Every record must appear in your copy exactly as written, with no pictures.
------------
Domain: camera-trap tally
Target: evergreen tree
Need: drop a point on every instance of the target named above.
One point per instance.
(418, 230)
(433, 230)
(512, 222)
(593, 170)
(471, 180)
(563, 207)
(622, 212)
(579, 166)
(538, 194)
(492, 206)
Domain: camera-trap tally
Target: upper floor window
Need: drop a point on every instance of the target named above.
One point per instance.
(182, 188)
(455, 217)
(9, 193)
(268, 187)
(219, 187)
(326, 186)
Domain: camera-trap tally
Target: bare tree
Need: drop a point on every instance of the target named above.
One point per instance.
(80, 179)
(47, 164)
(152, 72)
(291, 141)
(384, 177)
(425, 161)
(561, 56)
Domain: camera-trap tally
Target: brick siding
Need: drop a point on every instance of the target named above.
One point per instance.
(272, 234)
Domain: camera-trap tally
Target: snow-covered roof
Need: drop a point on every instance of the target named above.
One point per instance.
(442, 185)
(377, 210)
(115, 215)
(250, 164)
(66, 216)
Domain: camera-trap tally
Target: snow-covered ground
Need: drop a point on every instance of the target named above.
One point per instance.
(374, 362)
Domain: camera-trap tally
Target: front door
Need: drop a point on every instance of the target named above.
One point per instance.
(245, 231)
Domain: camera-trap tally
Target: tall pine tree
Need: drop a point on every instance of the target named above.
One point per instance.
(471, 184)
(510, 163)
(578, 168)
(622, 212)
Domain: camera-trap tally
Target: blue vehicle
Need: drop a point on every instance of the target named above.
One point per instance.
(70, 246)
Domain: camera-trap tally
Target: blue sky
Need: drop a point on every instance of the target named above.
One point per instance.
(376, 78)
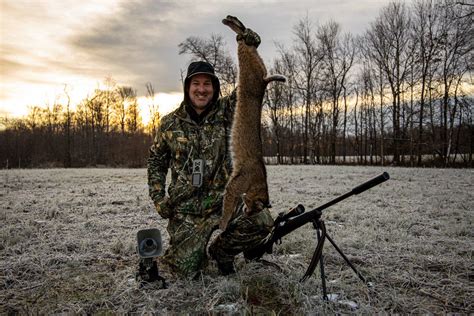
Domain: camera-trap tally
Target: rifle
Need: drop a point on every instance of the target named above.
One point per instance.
(287, 222)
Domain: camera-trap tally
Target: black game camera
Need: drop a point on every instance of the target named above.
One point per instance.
(148, 247)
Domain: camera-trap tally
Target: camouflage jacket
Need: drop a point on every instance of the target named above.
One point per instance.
(178, 142)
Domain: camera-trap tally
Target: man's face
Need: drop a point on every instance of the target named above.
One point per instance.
(201, 91)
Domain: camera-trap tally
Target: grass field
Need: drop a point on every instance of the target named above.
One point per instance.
(68, 245)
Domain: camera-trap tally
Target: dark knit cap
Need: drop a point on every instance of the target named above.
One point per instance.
(197, 68)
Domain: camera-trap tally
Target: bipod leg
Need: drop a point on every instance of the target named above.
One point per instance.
(347, 260)
(321, 266)
(319, 249)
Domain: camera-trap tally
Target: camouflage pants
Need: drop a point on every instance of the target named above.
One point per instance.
(190, 234)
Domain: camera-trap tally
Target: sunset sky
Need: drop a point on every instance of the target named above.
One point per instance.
(47, 45)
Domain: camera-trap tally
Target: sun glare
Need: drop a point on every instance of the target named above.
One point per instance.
(165, 102)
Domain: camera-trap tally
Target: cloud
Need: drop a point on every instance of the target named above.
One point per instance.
(50, 43)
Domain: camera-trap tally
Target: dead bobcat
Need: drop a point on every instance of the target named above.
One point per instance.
(248, 178)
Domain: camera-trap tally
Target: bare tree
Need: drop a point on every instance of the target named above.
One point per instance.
(153, 109)
(339, 53)
(213, 51)
(308, 58)
(388, 45)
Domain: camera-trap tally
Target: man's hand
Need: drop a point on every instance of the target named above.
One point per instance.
(249, 37)
(165, 208)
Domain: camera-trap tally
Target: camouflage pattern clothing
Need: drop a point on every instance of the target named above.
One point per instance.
(194, 212)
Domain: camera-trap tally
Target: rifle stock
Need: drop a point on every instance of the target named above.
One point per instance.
(286, 223)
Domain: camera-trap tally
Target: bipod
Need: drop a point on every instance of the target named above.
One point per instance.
------------
=== Task output ===
Domain: camera-trap tally
Target: evergreen tree
Need: drop a point on every instance of the target named above.
One point per instance.
(418, 230)
(433, 230)
(512, 222)
(593, 170)
(471, 180)
(563, 207)
(622, 212)
(579, 166)
(538, 194)
(492, 206)
Domain: camera-trap tally
Target: upper floor window
Need: drop a point on every instance of the target named above.
One point per instance.
(182, 188)
(455, 217)
(9, 193)
(268, 187)
(219, 187)
(326, 186)
Domain: camera-trap tally
Target: bare tree
Need: drop a point on every instance of the target named above.
One point per instance.
(80, 179)
(47, 164)
(152, 72)
(291, 141)
(384, 177)
(425, 161)
(561, 56)
Domain: camera-trap tally
Target: brick siding
Need: drop a point on every instance of the target named above.
One point per instance.
(272, 234)
Domain: camera-trap tally
Target: snow-covered roof
Need: drop a point on every instance of the target named above.
One point per instance.
(442, 185)
(377, 210)
(115, 215)
(250, 164)
(66, 216)
Domain: camera-trap tally
Target: snow-covered ground
Need: drop a point on every instance of the target named above.
One point per instance.
(374, 362)
Domain: camera-trap tally
Target: front door
Need: drop a point on every instance of the target named above.
One point per instance.
(245, 231)
Domain: camera-trap tally
Target: tall pine tree
Need: drop a point on every instance of the target named above.
One point per instance.
(471, 184)
(510, 163)
(578, 168)
(622, 212)
Domain: camera-trap tally
Target: blue vehicle
Need: drop a point on every instance of the target named above.
One point per instance.
(70, 246)
Domain: camera-trap tally
Target: blue sky
Need: drop a point on every instance of the target named above.
One point per instance.
(376, 78)
Domain: camera-trap tally
Target: rifle
Need: drop a point on every instance of the target named above.
One point per instance.
(287, 222)
Domain: camera-trap tally
Target: black game camera
Need: drop a point on every instance of the target named above.
One point per instance.
(148, 247)
Domain: camera-trap tally
Target: camouflage jacket
Need: drop a point on every instance of the target named above.
One point per instance.
(178, 142)
Domain: camera-trap tally
Target: man's face
Need: drop a point on every instance of the target named above.
One point per instance.
(201, 91)
Domain: camera-trap tally
Target: grass field
Need: drop a point on every instance of the target named above.
One point per instance.
(68, 245)
Domain: camera-trap tally
Target: dark knit cap
Need: drop a point on every instance of the target named above.
One point per instance.
(197, 68)
Domain: camera-trap tally
Target: bipod leg
Need: drop a point on every instance of the target named above.
One point per instance.
(347, 260)
(321, 266)
(319, 249)
Domain: camera-trap tally
Target: camouflage pants
Need: drop a point on every instance of the target named above.
One point per instance.
(190, 234)
Domain: camera-trap tally
Target: sunset sky
Need: drop a point on every instance of the target named above.
One point per instance.
(47, 45)
Domain: camera-trap tally
Target: sun glare
Need: drop a point on every instance of the target named above.
One point per instance.
(165, 102)
Domain: camera-trap tally
Target: cloud
Need: drop a point on every instance of the target named above.
One point per instance.
(50, 43)
Domain: camera-trap tally
Target: dead bobcat
Need: drop a point on every instance of the target named above.
One point per instance.
(248, 178)
Domain: camera-trap tally
Target: bare tree
Need: drop a point on every instance of the target named above.
One point per instance.
(153, 109)
(339, 53)
(213, 51)
(308, 58)
(388, 45)
Domain: camera-trap tally
Target: man's hand
Need: drop a point on every instance of the target named above.
One point per instance.
(249, 37)
(165, 208)
Domain: camera-trap tally
Target: camouflage pattern clothing
Need: drop a point on every instance of the target named above.
One point per instance.
(194, 212)
Domain: camera-trap tally
Target: rifle stock
Need: drop a point on every instance of the target named above.
One point per instance.
(286, 223)
Domain: camera-trap tally
Target: bipod
Need: drop a point on every instance of the target named above.
One point per instance.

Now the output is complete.